[Entries for pointing and labeling]

══════

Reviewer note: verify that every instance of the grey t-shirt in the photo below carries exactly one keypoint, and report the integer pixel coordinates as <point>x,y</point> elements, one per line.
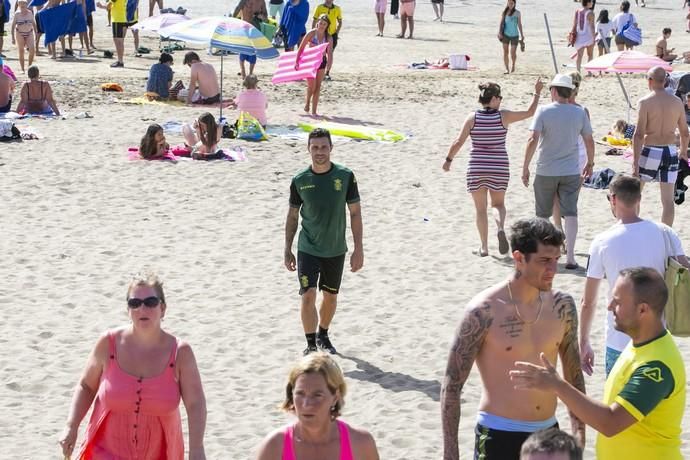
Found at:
<point>559,126</point>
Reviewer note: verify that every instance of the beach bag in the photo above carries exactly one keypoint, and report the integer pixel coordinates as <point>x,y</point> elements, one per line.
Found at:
<point>249,128</point>
<point>677,277</point>
<point>572,35</point>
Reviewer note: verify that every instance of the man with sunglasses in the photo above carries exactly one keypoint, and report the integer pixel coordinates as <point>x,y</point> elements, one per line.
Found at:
<point>630,242</point>
<point>656,155</point>
<point>320,194</point>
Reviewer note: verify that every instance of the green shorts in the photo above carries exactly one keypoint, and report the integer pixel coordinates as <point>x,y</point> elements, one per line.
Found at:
<point>549,188</point>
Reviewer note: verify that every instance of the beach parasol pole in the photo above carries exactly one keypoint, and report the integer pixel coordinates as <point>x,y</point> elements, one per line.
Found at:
<point>548,34</point>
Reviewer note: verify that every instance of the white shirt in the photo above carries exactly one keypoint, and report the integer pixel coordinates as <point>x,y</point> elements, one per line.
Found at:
<point>622,246</point>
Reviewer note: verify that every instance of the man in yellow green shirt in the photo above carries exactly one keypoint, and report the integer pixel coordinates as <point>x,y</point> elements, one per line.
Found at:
<point>335,16</point>
<point>644,397</point>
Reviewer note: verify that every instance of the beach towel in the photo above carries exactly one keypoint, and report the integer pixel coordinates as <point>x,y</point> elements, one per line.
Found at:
<point>309,63</point>
<point>293,22</point>
<point>600,179</point>
<point>66,19</point>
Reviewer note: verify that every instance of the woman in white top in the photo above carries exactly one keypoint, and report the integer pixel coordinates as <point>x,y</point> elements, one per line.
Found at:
<point>604,28</point>
<point>584,25</point>
<point>619,21</point>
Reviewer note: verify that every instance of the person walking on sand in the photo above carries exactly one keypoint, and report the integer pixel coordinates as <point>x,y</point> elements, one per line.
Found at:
<point>584,25</point>
<point>655,154</point>
<point>203,81</point>
<point>510,34</point>
<point>488,170</point>
<point>320,194</point>
<point>335,18</point>
<point>406,17</point>
<point>438,9</point>
<point>642,410</point>
<point>554,132</point>
<point>315,37</point>
<point>23,31</point>
<point>510,321</point>
<point>380,9</point>
<point>610,252</point>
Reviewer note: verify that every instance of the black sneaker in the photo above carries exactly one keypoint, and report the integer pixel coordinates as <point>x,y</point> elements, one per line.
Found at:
<point>323,342</point>
<point>309,349</point>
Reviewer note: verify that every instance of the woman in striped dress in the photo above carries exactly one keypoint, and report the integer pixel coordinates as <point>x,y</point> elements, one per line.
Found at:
<point>488,169</point>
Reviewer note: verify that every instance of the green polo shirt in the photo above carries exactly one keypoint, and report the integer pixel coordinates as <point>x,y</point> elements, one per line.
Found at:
<point>321,199</point>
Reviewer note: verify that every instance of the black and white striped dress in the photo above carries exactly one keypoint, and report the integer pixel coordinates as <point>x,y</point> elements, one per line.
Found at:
<point>488,166</point>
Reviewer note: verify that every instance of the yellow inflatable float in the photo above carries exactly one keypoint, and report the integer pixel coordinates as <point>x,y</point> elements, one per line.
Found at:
<point>355,131</point>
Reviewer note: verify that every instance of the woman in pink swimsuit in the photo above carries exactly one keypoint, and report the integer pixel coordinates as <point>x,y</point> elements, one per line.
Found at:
<point>137,376</point>
<point>315,394</point>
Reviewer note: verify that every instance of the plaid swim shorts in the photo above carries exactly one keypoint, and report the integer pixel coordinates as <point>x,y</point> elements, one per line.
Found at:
<point>659,163</point>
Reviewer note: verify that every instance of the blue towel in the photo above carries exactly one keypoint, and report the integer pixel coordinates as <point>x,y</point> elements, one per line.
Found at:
<point>293,22</point>
<point>62,20</point>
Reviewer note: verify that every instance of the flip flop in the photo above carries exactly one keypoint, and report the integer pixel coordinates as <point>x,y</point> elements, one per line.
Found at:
<point>503,246</point>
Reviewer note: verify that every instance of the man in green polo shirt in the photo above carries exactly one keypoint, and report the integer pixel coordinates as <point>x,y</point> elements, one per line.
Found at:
<point>320,194</point>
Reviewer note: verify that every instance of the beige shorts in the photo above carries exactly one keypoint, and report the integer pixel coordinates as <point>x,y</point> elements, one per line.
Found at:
<point>407,8</point>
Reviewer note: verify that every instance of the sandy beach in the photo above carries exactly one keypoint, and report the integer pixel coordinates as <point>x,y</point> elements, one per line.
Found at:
<point>78,218</point>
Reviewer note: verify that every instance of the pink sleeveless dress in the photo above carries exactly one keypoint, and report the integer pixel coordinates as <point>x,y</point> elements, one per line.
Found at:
<point>345,448</point>
<point>133,417</point>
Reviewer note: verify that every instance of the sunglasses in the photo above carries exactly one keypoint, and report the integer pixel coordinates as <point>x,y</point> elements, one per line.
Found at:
<point>149,302</point>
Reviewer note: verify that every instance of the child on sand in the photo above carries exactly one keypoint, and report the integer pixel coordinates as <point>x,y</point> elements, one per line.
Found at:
<point>252,100</point>
<point>203,136</point>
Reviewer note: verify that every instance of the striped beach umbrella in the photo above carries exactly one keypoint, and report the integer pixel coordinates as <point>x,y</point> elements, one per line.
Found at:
<point>628,61</point>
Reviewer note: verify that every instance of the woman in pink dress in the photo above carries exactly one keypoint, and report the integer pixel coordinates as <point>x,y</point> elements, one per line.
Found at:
<point>315,393</point>
<point>137,376</point>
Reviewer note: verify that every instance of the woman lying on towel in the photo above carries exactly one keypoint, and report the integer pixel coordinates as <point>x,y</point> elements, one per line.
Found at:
<point>37,96</point>
<point>203,137</point>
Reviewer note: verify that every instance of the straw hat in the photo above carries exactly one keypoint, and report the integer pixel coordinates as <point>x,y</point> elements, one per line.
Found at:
<point>564,81</point>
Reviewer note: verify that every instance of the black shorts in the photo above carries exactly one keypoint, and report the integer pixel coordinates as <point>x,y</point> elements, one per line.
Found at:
<point>120,28</point>
<point>490,444</point>
<point>327,272</point>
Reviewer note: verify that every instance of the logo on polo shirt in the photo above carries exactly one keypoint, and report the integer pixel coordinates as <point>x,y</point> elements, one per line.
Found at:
<point>653,374</point>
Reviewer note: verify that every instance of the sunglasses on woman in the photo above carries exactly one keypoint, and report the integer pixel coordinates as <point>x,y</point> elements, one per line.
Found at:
<point>149,302</point>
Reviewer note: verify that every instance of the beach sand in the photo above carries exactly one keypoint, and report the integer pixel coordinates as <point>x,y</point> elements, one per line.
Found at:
<point>78,218</point>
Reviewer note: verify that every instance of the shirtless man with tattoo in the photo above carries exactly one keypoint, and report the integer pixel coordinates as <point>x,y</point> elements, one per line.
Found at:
<point>513,321</point>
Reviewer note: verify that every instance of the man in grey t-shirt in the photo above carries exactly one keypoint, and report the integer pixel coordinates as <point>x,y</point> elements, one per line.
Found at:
<point>555,131</point>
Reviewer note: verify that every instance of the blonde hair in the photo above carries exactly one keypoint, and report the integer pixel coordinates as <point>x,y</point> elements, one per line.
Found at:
<point>148,279</point>
<point>317,363</point>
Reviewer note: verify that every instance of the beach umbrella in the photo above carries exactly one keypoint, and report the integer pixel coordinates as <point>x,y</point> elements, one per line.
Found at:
<point>628,61</point>
<point>224,33</point>
<point>155,23</point>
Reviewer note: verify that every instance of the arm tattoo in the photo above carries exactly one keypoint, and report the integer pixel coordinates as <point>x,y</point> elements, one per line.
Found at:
<point>569,350</point>
<point>469,338</point>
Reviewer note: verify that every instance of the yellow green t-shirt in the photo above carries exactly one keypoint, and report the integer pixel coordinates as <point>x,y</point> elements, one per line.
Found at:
<point>648,380</point>
<point>333,13</point>
<point>118,11</point>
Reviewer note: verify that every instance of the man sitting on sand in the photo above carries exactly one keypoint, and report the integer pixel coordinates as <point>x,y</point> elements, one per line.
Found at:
<point>6,89</point>
<point>512,321</point>
<point>203,84</point>
<point>655,154</point>
<point>662,51</point>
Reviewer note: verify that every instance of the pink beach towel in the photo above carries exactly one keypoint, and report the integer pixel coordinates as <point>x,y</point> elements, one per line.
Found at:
<point>309,63</point>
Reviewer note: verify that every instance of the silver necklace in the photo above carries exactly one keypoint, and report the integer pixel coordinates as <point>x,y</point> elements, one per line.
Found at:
<point>517,310</point>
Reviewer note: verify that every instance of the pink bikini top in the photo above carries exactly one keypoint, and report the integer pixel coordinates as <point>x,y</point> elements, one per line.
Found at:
<point>345,448</point>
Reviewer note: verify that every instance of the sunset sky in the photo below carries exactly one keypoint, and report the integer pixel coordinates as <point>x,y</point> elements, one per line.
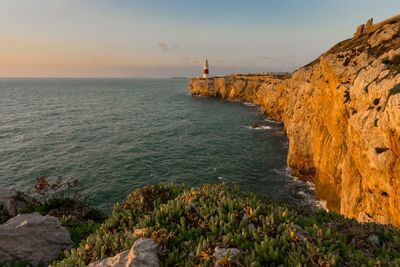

══════

Reproduce the lines above verbatim, starting at the first line and ending at the line that contains "<point>644,397</point>", with both ends included. Leave the pictures out of your copy.

** SOLUTION TO THIS PROBLEM **
Reviewer note: verify that every instance of the grey t-shirt in the photo below carries exactly one keypoint, and report the integer pixel coordinates as <point>x,y</point> elements, one per line.
Found at:
<point>559,126</point>
Reviewer note: verify that every instance of the beach bag in the photo above carries exactly one keypoint, and report the integer pixel coordinates as <point>x,y</point> elements, one per line.
Found at:
<point>249,128</point>
<point>677,277</point>
<point>572,35</point>
Reviewer note: verify that every instance of the man with sunglasses in the photo above carries exactly one keypoint, and report the integer pixel coordinates as <point>x,y</point> elements, one per line.
Found at:
<point>630,242</point>
<point>656,155</point>
<point>320,194</point>
Reviewer note: verify that every instance of the green shorts in the photo above carries exactly one keypoint, and report the integer pixel coordinates as <point>x,y</point> elements, one per line.
Found at:
<point>549,188</point>
Reviewer note: verify that every instance of the beach parasol pole in the photo above carries exactly one keypoint, and report the integer pixel coordinates as <point>x,y</point> elements, one per line.
Found at:
<point>548,34</point>
Reviewer note: verify that every instance of the white shirt in the photo above carries exactly one keypoint, and report the integer pixel coordinates as <point>x,y</point> elements, one per line.
Found at:
<point>622,246</point>
Reviewer note: verify that every instance of the man in yellow green shirt in the photo above carries exactly one keypoint, and report the integer pixel coordinates as <point>x,y</point> elements, one per line.
Found at:
<point>335,16</point>
<point>644,397</point>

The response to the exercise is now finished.